**Task to carry out**
Reproduce, word for word, the part of the entries below that opens with the line containing "Please inspect the image and mark the fish head" and closes with the line containing "[19,57,580,746]", both of those lines included.

=-=-=-=-=

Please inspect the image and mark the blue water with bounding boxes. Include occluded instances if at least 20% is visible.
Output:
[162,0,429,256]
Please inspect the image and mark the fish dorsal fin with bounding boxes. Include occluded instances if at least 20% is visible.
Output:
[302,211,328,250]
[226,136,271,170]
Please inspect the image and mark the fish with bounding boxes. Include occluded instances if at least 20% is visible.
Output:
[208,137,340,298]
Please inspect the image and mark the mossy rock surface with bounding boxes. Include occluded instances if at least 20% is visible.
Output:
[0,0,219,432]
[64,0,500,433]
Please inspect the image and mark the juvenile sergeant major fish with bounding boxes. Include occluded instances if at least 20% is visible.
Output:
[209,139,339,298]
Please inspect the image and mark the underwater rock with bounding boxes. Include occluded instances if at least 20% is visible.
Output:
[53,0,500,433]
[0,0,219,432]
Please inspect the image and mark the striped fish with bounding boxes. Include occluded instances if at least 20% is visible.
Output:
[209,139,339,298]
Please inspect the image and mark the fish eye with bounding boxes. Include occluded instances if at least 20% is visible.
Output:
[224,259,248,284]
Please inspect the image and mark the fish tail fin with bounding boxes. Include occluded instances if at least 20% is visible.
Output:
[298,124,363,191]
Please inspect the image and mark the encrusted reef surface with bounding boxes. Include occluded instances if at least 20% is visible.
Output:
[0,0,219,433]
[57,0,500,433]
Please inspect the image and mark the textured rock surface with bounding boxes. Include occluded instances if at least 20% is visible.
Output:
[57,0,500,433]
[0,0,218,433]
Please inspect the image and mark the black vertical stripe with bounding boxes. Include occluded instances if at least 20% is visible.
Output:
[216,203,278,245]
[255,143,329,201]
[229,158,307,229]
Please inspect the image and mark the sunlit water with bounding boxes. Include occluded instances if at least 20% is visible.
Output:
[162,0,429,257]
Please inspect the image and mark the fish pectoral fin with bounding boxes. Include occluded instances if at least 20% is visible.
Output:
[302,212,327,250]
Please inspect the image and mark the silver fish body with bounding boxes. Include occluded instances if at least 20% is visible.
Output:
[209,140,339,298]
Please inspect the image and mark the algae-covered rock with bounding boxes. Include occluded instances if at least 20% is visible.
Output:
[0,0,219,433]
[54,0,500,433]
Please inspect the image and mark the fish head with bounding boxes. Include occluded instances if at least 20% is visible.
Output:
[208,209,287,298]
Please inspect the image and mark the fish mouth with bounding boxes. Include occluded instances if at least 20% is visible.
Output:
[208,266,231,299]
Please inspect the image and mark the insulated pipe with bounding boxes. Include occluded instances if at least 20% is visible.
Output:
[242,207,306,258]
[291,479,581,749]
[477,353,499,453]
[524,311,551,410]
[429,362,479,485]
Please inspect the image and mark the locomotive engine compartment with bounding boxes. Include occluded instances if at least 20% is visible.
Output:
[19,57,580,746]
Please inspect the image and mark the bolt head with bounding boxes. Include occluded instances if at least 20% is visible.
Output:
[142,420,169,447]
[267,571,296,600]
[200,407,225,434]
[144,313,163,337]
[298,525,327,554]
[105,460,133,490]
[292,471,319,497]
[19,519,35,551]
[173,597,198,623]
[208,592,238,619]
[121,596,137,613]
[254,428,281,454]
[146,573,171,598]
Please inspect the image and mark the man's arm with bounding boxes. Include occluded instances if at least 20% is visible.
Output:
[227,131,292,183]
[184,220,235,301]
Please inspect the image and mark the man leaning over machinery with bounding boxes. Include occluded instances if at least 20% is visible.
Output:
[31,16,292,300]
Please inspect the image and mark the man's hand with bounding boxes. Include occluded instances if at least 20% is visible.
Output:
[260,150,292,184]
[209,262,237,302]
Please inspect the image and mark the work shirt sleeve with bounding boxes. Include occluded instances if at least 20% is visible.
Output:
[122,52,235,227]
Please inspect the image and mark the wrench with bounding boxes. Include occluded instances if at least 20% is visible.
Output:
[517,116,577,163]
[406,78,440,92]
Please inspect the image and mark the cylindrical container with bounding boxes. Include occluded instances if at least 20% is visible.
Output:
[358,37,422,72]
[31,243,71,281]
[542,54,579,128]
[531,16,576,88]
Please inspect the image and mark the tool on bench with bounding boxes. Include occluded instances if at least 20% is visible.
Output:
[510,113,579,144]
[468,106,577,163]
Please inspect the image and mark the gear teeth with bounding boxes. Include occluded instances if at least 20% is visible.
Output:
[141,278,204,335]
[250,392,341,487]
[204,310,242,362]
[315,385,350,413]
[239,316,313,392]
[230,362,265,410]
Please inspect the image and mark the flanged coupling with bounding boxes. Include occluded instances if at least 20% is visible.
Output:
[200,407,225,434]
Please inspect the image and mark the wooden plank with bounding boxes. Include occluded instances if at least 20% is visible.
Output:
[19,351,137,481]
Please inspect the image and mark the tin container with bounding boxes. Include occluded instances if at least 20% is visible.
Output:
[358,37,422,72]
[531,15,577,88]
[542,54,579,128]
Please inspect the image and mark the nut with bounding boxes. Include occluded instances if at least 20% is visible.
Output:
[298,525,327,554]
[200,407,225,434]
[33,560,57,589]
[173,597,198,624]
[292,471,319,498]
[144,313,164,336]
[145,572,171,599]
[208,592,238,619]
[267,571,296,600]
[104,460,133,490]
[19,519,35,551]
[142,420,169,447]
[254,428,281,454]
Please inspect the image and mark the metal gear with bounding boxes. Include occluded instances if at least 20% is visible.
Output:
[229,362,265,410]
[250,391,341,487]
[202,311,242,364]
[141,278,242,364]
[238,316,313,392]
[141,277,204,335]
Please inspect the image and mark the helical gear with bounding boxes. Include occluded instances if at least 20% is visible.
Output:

=-=-=-=-=

**Task answer**
Please inspect the image and mark the fish head with bounding boxes. Include occluded instances if at least 20% is visible.
Output:
[208,209,287,298]
Please inspect the image and mark the fish mouth with bounding boxes. Include occluded instances if at least 20% is visible.
Output:
[208,266,231,299]
Please inspect the image and mark the insulated pipe with bounding boxes. Include occluded instances if at least 20% is visible.
Output:
[242,207,306,258]
[291,479,581,749]
[477,353,499,453]
[524,311,551,410]
[429,362,479,485]
Please inspect the image and mark the locomotive engine compartment with bounding boxes. Include occluded instances if at least 20% is visible.
Output:
[19,57,580,746]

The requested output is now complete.